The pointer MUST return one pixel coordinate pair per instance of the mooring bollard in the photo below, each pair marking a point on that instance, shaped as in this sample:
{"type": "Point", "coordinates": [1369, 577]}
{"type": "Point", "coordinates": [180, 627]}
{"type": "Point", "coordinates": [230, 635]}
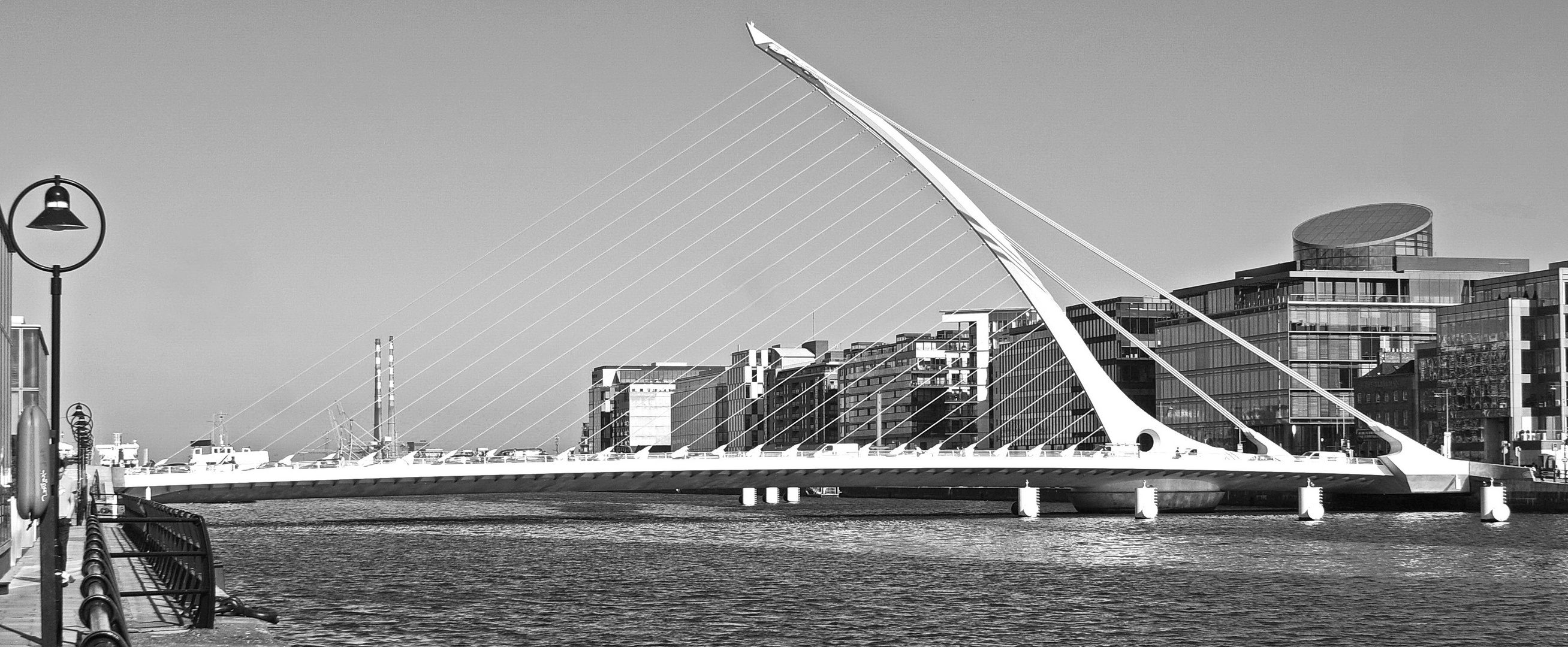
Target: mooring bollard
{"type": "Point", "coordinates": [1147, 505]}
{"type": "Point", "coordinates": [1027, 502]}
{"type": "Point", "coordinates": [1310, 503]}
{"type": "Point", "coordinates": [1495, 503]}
-=-=-=-=-
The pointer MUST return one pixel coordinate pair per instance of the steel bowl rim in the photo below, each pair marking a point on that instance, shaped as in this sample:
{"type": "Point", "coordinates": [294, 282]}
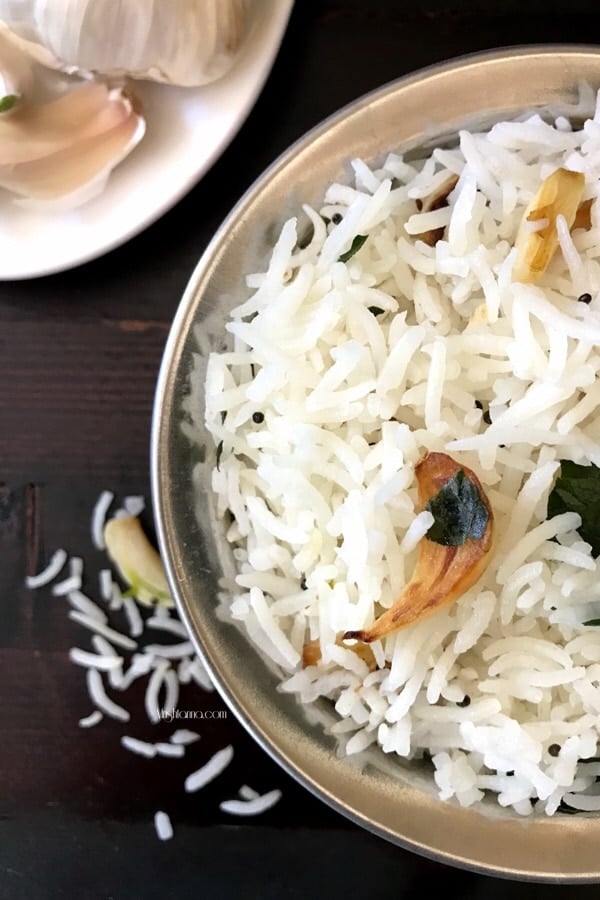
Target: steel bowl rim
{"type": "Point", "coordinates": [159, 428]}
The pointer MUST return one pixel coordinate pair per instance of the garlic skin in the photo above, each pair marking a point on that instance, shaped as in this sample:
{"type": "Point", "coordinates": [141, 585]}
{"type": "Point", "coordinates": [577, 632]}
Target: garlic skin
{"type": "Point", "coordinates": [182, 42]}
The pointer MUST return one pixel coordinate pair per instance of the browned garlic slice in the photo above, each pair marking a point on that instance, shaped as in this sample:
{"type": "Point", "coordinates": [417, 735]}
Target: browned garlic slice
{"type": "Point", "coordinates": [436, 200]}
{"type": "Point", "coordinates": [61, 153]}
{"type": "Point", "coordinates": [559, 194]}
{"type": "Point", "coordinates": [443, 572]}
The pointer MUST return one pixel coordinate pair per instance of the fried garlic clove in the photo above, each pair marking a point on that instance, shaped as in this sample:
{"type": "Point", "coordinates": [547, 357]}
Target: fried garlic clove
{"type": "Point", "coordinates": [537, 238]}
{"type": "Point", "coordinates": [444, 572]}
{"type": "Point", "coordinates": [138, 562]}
-=-=-=-=-
Your answer must be one number: how many lines of the data contain "each".

5